(Excerpts from point annotation data)
-.-.-

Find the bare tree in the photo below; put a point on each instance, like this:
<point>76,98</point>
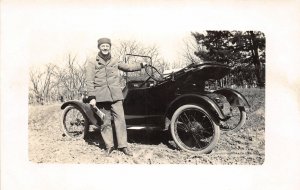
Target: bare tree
<point>71,79</point>
<point>42,82</point>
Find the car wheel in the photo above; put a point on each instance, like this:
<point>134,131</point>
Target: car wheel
<point>193,130</point>
<point>75,123</point>
<point>236,121</point>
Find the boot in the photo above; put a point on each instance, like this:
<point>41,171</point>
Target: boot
<point>109,151</point>
<point>126,151</point>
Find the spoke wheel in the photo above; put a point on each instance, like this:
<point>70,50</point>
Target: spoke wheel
<point>193,130</point>
<point>75,123</point>
<point>236,121</point>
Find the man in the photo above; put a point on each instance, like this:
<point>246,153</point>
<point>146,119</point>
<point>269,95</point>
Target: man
<point>104,91</point>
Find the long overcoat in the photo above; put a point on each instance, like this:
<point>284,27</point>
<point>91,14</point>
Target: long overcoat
<point>103,79</point>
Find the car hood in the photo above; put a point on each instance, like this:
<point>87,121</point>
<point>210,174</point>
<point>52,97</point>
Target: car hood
<point>208,70</point>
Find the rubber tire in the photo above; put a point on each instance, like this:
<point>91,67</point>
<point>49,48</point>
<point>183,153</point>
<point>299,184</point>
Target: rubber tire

-.-.-

▶ [GIVEN INSTRUCTION]: Copy all of the material above word for word, leaving out the pictures.

▶ [EXPECTED ANSWER]:
Find the bare tree in the photo below; put a point on each instance, like this:
<point>76,98</point>
Target: bare tree
<point>71,79</point>
<point>42,82</point>
Find the car wheel in the photo above; put a point on each instance, like this:
<point>134,131</point>
Target: car wheel
<point>193,130</point>
<point>75,123</point>
<point>236,121</point>
Find the boot in the photo above; put a point on each instance, like this:
<point>41,171</point>
Target: boot
<point>109,151</point>
<point>126,151</point>
Find the spoke wheel in the photo above; put a point on each instance, like this:
<point>70,50</point>
Target: spoke wheel
<point>193,130</point>
<point>75,123</point>
<point>236,121</point>
Find the man in the photo above; put a point on each instance, like this:
<point>246,153</point>
<point>146,119</point>
<point>269,95</point>
Target: man
<point>104,91</point>
Find the long overcoat in the photo above; put a point on each instance, like this:
<point>284,27</point>
<point>91,14</point>
Target: long overcoat
<point>103,79</point>
Find the car hood in the photo above; put a point on each instance, like this:
<point>87,121</point>
<point>210,174</point>
<point>52,97</point>
Target: car hood
<point>208,70</point>
Find the rubber tire in the photo above; put a point on each instance, like this:
<point>91,67</point>
<point>49,48</point>
<point>183,153</point>
<point>299,184</point>
Target: rubber tire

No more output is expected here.